Dataset entries.

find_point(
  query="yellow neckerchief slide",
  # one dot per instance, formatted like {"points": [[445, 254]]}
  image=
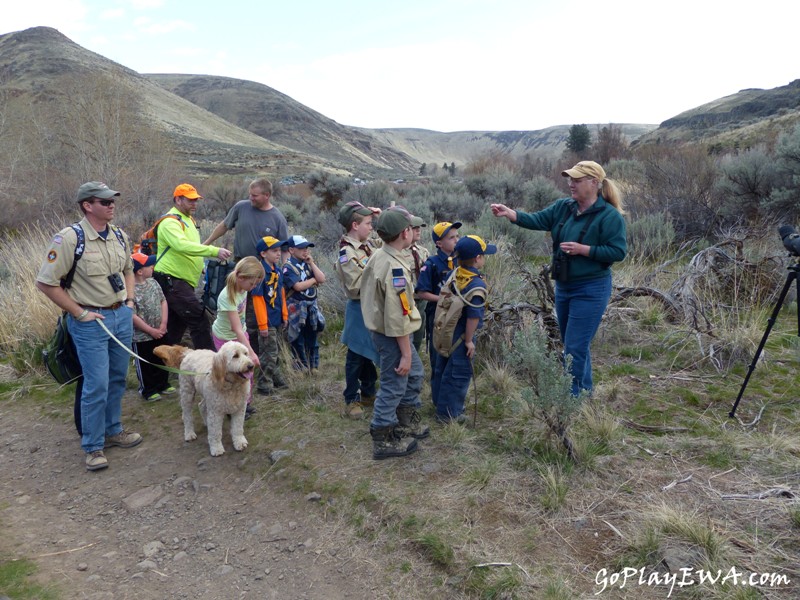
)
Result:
{"points": [[463, 277]]}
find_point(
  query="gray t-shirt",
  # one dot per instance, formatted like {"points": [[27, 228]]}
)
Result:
{"points": [[252, 224]]}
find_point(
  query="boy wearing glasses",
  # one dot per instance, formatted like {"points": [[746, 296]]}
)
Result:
{"points": [[179, 267]]}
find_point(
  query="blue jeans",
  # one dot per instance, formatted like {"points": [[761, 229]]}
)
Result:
{"points": [[579, 309], [451, 383], [105, 365], [395, 390], [359, 374]]}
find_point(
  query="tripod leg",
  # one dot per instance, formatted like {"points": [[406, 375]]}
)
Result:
{"points": [[792, 277]]}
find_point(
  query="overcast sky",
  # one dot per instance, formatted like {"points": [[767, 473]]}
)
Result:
{"points": [[451, 65]]}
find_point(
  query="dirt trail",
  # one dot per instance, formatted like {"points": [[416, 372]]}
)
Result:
{"points": [[165, 520]]}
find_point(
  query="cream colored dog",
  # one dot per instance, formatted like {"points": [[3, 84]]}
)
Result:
{"points": [[221, 379]]}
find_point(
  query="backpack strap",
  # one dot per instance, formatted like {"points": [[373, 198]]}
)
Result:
{"points": [[451, 284], [80, 246], [155, 227], [118, 232]]}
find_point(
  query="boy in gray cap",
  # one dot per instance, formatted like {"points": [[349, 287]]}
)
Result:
{"points": [[387, 305]]}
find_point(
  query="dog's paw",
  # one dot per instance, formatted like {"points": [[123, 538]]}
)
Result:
{"points": [[216, 450]]}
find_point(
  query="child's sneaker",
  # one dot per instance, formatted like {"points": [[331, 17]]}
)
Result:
{"points": [[96, 460], [354, 411]]}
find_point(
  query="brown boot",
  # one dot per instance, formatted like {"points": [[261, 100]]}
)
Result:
{"points": [[410, 423], [388, 442]]}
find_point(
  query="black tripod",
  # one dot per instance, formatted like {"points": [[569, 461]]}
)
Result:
{"points": [[794, 273]]}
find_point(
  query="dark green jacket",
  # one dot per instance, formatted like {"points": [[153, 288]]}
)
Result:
{"points": [[605, 234]]}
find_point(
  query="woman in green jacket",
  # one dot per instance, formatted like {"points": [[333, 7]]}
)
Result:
{"points": [[588, 233]]}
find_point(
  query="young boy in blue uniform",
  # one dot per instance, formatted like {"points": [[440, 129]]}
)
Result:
{"points": [[453, 374], [355, 248], [269, 306], [431, 277], [301, 276]]}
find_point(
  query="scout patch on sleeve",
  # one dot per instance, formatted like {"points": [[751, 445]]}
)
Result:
{"points": [[398, 278]]}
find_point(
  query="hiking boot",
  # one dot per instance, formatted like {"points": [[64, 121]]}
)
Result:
{"points": [[410, 423], [96, 460], [461, 419], [388, 442], [124, 439], [354, 411]]}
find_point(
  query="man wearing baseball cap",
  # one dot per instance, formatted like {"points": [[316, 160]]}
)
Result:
{"points": [[450, 382], [355, 248], [180, 266], [93, 289], [387, 306]]}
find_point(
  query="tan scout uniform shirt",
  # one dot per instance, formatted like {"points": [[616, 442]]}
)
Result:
{"points": [[349, 267], [387, 294], [100, 258], [184, 259]]}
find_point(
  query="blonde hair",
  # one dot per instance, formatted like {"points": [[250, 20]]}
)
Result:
{"points": [[612, 195], [249, 268]]}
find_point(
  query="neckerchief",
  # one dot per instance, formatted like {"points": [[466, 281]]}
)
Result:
{"points": [[464, 276]]}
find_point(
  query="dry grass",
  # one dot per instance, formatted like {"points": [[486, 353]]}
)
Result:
{"points": [[21, 255]]}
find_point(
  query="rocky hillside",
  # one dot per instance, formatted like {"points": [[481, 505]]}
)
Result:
{"points": [[743, 119], [225, 125], [276, 117]]}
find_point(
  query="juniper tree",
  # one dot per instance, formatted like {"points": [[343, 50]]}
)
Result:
{"points": [[546, 383]]}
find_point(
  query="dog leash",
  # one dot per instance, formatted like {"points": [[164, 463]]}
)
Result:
{"points": [[132, 353]]}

Problem to work on.
Show every line above in which the word "uniform" appears.

Output for this task.
  query="young boy in blue uniform",
  query="tan scout uniform shirt",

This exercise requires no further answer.